Temukan setiap baris dalam data di bawah yang memuat kata "iron", lalu salin baris-baris itu. Perhatikan bahwa huruf besar dan huruf kecil dibedakan.

++++++++

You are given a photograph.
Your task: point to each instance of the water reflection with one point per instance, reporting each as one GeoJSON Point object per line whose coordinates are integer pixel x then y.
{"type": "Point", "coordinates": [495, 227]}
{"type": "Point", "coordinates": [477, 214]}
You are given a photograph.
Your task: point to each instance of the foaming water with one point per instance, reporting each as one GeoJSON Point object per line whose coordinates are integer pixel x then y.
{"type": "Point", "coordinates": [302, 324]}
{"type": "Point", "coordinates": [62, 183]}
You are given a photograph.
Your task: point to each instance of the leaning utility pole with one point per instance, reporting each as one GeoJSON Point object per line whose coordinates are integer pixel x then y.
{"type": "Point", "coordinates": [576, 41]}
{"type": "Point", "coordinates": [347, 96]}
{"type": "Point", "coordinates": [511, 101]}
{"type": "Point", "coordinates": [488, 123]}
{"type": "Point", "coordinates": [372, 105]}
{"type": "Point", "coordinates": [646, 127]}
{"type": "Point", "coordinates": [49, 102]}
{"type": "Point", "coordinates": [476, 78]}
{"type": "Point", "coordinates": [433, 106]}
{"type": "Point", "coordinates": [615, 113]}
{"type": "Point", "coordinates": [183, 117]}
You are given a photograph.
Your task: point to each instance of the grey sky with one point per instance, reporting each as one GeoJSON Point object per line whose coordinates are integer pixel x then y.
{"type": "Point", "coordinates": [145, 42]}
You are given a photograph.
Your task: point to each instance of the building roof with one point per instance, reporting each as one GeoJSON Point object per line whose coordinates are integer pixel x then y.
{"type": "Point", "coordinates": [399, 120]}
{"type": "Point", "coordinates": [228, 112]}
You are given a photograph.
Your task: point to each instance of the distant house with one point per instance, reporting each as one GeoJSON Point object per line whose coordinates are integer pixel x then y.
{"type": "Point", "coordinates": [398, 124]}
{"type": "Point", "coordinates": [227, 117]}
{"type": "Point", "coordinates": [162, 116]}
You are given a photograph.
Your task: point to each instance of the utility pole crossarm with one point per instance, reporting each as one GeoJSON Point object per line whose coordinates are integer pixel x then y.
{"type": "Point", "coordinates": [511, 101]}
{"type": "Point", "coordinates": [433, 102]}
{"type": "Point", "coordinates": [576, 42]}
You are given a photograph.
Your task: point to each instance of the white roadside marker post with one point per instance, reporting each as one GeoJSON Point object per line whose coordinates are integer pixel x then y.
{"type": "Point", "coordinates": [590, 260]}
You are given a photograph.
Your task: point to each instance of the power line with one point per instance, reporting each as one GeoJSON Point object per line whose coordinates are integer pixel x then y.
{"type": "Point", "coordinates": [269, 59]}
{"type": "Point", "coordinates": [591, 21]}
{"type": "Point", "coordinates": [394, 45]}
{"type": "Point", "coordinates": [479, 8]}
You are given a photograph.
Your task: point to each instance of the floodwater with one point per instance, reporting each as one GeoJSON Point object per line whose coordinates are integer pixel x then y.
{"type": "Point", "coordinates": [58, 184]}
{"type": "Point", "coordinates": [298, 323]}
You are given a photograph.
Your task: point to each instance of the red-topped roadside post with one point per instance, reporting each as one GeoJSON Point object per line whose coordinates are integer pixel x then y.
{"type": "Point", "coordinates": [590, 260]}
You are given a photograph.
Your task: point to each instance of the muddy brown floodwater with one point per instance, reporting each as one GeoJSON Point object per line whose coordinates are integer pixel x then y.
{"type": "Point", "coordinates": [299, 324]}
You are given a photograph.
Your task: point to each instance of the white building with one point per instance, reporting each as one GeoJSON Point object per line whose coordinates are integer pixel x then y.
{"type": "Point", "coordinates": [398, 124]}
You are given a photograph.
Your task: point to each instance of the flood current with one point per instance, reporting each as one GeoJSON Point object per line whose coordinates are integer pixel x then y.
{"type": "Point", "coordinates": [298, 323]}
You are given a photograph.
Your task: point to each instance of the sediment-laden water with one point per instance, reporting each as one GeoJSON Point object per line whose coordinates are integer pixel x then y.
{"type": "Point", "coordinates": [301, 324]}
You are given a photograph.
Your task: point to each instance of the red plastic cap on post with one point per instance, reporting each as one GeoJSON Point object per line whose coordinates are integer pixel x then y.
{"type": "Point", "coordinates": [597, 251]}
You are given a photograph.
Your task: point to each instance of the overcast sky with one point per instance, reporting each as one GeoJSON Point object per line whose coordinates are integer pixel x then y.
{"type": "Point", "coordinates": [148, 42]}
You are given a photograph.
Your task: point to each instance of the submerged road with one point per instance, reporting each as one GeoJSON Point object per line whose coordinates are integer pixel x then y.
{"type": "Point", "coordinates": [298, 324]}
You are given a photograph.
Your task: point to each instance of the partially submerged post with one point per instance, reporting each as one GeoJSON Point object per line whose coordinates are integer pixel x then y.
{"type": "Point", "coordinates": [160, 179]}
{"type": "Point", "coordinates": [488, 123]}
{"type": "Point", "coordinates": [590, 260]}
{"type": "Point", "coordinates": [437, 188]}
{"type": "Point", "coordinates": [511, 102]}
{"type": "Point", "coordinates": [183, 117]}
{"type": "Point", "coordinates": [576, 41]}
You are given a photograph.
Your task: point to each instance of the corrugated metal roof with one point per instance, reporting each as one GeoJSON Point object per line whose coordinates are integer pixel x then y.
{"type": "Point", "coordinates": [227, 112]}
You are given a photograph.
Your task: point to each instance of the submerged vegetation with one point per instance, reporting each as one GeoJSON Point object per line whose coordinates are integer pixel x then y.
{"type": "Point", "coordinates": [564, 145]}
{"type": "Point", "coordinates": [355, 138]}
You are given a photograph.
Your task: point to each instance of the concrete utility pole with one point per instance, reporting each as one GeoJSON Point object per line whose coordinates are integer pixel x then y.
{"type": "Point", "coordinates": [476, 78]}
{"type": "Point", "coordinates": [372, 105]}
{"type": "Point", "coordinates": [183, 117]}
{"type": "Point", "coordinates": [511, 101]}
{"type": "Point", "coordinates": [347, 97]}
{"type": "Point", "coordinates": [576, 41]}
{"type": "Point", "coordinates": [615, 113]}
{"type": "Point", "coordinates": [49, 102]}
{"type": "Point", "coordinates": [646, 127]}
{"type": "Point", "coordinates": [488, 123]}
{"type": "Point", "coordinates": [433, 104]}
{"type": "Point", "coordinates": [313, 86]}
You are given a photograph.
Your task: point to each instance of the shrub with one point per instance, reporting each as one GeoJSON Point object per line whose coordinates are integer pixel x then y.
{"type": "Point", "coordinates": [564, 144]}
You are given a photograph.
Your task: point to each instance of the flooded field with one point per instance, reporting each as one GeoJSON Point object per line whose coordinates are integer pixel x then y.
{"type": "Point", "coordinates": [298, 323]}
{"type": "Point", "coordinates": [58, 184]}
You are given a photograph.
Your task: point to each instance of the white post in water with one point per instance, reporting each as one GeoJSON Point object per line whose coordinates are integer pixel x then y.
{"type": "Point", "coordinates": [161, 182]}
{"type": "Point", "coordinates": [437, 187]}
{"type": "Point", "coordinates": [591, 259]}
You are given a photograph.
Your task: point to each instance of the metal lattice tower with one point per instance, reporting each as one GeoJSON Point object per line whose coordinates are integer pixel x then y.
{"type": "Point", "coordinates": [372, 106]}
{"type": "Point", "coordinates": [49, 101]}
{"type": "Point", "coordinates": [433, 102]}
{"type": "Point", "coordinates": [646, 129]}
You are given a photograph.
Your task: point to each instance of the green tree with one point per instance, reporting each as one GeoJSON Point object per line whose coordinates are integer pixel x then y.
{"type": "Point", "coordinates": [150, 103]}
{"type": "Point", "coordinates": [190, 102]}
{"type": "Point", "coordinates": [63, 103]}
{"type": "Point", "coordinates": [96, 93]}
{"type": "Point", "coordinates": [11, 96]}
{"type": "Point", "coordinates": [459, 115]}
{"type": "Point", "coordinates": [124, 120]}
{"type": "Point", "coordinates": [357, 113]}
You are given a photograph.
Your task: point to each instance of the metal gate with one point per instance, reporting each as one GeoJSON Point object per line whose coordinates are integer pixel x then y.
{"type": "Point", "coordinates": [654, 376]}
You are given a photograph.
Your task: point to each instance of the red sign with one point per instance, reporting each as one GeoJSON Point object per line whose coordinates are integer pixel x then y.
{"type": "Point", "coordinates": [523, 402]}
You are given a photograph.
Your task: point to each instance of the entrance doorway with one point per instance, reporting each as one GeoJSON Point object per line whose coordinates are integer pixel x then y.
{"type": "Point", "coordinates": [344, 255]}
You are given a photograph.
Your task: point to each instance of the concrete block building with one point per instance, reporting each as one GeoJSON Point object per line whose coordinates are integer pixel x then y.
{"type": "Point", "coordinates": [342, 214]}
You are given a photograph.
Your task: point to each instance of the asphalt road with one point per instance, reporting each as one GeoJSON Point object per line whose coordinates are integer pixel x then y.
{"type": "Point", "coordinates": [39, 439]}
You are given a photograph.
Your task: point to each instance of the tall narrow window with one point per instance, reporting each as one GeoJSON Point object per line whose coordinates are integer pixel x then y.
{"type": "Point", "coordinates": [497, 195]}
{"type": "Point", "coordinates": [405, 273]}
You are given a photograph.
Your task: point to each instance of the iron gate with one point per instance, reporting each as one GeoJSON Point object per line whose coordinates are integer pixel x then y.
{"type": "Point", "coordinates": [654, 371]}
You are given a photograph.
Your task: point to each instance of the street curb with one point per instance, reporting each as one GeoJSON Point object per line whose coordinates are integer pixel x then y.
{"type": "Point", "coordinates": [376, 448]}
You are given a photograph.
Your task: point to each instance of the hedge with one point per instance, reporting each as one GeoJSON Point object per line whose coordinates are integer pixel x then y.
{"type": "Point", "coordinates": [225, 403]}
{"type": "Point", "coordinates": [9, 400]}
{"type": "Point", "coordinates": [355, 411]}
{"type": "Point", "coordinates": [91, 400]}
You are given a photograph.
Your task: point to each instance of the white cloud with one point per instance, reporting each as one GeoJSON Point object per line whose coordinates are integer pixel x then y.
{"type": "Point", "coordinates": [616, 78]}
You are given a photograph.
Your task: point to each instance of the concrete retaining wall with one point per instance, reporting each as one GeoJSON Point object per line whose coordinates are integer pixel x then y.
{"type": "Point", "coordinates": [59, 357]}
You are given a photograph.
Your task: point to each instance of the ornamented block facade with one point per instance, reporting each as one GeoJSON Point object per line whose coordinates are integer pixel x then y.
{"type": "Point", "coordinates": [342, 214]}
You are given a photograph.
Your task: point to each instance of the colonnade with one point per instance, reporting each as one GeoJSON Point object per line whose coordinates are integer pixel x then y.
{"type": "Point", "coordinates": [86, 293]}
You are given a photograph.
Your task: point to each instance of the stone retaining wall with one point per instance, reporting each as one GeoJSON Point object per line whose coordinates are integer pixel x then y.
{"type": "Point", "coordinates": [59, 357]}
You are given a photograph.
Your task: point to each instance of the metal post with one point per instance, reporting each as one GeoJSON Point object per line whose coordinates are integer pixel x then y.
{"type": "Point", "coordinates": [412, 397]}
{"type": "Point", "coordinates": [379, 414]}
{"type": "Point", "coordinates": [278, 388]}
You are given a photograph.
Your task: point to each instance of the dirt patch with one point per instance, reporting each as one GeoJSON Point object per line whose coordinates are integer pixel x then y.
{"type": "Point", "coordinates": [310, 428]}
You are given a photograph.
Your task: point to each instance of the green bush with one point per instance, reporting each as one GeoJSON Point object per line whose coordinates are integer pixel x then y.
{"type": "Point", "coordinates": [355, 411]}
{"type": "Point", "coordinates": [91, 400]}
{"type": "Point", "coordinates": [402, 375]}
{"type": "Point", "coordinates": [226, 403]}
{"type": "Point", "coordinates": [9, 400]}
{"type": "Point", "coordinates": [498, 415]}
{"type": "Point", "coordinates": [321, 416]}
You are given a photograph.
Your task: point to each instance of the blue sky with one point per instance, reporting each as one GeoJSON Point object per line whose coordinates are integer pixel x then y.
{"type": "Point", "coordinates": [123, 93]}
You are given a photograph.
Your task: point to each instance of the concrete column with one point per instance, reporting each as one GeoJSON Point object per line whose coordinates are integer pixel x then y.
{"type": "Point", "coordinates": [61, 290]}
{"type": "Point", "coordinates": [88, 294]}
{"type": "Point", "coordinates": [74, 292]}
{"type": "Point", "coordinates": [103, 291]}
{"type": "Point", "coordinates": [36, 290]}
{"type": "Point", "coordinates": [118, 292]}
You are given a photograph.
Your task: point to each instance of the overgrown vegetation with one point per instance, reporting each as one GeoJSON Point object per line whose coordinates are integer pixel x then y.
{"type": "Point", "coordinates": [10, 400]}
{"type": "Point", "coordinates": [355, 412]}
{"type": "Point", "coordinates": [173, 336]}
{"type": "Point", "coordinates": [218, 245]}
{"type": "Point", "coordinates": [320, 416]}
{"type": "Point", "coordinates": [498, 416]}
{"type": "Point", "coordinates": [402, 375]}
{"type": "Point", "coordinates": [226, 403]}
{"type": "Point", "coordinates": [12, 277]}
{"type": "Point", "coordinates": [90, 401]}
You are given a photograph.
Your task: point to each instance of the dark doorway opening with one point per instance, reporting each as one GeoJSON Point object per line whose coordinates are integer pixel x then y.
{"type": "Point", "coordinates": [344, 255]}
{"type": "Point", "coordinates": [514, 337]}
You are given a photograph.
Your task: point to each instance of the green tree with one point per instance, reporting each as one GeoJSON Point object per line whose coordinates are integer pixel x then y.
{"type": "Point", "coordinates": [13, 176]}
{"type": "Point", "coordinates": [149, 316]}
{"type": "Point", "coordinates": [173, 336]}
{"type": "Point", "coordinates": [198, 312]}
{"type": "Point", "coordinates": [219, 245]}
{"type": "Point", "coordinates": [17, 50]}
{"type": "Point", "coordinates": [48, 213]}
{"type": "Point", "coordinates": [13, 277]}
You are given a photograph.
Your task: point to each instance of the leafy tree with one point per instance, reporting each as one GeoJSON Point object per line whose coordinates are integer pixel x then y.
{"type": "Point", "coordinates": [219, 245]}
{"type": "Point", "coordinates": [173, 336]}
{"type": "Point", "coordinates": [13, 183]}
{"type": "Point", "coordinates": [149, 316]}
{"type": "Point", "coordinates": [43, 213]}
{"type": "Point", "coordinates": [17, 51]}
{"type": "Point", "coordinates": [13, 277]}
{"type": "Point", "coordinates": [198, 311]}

++++++++

### PENYELESAIAN SOAL:
Your task: point to each instance of the iron gate with one point per instance, reporting each as one GeoJSON Point object per line whose coordinates are integer pixel x then y.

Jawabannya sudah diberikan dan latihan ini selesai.